**Work item:** Write out the following listing's lines from the one with "point(224, 35)" to the one with "Target: stone building facade", exactly, with both included and no others.

**Input records:**

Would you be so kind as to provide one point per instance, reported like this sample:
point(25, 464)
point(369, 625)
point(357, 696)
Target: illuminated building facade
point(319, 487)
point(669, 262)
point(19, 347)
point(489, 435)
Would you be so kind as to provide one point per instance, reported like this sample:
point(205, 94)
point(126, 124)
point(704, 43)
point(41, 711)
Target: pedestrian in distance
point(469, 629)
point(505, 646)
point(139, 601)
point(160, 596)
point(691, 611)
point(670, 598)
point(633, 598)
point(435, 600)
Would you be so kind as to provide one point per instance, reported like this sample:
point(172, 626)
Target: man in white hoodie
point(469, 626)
==
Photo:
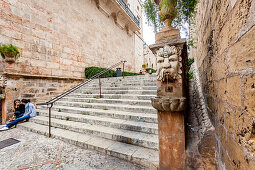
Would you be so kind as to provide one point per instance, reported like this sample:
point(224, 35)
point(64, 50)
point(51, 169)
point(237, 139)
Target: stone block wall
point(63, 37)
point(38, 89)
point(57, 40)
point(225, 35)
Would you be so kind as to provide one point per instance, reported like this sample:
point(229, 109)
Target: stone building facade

**Expected answer:**
point(224, 35)
point(64, 50)
point(51, 169)
point(237, 139)
Target: stone block wall
point(63, 37)
point(38, 89)
point(57, 40)
point(225, 35)
Would you be so kind as to provide one point per instance, reported like this sample:
point(229, 109)
Target: stone building facade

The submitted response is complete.